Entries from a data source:
---*---

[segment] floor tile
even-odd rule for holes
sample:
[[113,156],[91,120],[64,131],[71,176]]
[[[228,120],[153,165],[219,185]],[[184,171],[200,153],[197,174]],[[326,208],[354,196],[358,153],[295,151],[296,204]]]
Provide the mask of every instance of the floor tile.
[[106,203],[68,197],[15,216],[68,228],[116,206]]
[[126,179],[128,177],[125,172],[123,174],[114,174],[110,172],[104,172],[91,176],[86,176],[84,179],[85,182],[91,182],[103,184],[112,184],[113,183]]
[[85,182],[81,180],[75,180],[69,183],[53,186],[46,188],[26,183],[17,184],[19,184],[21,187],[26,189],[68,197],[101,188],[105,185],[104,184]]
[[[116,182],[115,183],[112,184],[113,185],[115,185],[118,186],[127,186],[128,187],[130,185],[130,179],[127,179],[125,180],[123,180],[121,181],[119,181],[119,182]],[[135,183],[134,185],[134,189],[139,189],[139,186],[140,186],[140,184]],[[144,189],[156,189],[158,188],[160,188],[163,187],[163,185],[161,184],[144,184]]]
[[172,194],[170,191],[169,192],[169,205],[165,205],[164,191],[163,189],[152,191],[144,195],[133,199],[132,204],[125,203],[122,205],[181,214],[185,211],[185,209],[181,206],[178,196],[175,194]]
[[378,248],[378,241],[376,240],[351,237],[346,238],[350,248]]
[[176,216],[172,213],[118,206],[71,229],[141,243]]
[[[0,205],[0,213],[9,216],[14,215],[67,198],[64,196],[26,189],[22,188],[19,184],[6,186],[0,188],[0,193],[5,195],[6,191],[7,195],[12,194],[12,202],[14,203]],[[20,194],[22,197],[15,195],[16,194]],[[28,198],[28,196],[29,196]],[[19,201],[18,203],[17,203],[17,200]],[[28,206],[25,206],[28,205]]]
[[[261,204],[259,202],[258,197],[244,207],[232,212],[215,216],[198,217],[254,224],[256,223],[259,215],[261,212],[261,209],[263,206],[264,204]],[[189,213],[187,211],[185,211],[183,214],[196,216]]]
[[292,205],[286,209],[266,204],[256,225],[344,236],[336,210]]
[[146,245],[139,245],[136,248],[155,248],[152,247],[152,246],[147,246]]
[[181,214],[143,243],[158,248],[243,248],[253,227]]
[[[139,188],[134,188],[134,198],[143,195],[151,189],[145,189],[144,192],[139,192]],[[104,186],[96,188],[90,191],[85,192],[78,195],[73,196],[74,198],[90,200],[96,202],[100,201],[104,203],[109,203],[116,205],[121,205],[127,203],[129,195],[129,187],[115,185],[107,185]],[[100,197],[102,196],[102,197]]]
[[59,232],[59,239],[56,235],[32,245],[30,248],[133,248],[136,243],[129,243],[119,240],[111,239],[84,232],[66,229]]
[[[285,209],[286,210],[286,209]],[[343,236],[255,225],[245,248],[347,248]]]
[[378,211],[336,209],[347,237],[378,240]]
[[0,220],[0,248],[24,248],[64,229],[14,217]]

---*---

▶ [EXERCISE BRIEF]
Reproduce every line of the entries above character for character.

▶ [ANSWER FOR THE TASK]
[segment] floor tile
even-odd rule for holes
sample:
[[113,156],[91,120],[64,131],[71,176]]
[[[228,120],[153,165],[219,185]],[[184,171],[200,153],[197,174]],[[326,208],[354,196],[358,153],[295,151],[296,204]]]
Provide the mask of every instance of the floor tile.
[[106,203],[68,197],[15,216],[68,228],[116,206]]
[[126,179],[128,177],[125,172],[123,174],[114,174],[110,172],[104,172],[91,176],[86,176],[84,179],[85,182],[91,182],[103,184],[112,184],[113,183]]
[[85,182],[81,180],[75,180],[69,183],[53,186],[46,188],[26,183],[17,184],[19,184],[21,187],[26,189],[68,197],[101,188],[105,185],[104,184]]
[[[116,182],[115,183],[112,184],[113,185],[115,185],[118,186],[127,186],[128,187],[130,185],[130,179],[127,179],[125,180],[123,180],[121,181],[119,181],[119,182]],[[135,183],[134,185],[134,189],[139,189],[139,186],[140,186],[140,184]],[[144,189],[156,189],[158,188],[160,188],[163,187],[163,185],[161,184],[144,184]]]
[[172,194],[170,191],[169,192],[169,205],[165,205],[164,191],[163,189],[152,191],[144,195],[133,199],[132,204],[125,203],[122,205],[181,214],[185,211],[185,209],[181,206],[178,196],[175,194]]
[[378,248],[378,241],[376,240],[351,237],[346,238],[350,248]]
[[176,216],[172,213],[118,206],[71,229],[141,243]]
[[[0,205],[0,213],[9,216],[14,215],[67,198],[64,196],[26,189],[22,188],[19,184],[6,186],[0,188],[0,193],[5,195],[6,191],[7,195],[12,194],[12,202],[14,203]],[[20,194],[22,197],[15,195],[16,194]],[[28,198],[28,196],[29,196]],[[19,201],[18,203],[17,203],[17,200]],[[28,206],[25,206],[28,205]]]
[[[261,204],[259,202],[258,197],[244,207],[232,212],[215,216],[198,217],[254,224],[256,223],[259,215],[261,212],[261,209],[263,206],[264,204]],[[189,213],[187,211],[185,211],[183,214],[196,216]]]
[[292,205],[286,209],[266,204],[256,225],[344,236],[336,210]]
[[146,245],[139,245],[136,248],[155,248],[152,247],[152,246],[147,246]]
[[181,214],[143,243],[158,248],[243,248],[253,227]]
[[[139,188],[134,188],[134,198],[143,195],[151,189],[145,189],[144,192],[139,192]],[[104,186],[96,188],[90,191],[85,192],[78,195],[73,196],[74,198],[90,200],[96,202],[100,201],[104,203],[109,203],[116,205],[121,205],[127,203],[129,195],[129,187],[115,185],[107,185]],[[100,197],[102,196],[102,197]]]
[[59,232],[59,239],[56,235],[32,245],[30,248],[133,248],[136,243],[129,243],[119,240],[111,239],[84,232],[66,229]]
[[[285,209],[286,210],[286,209]],[[343,236],[255,225],[245,248],[347,248]]]
[[378,211],[336,209],[347,237],[378,240]]
[[0,220],[0,248],[24,248],[64,229],[14,217]]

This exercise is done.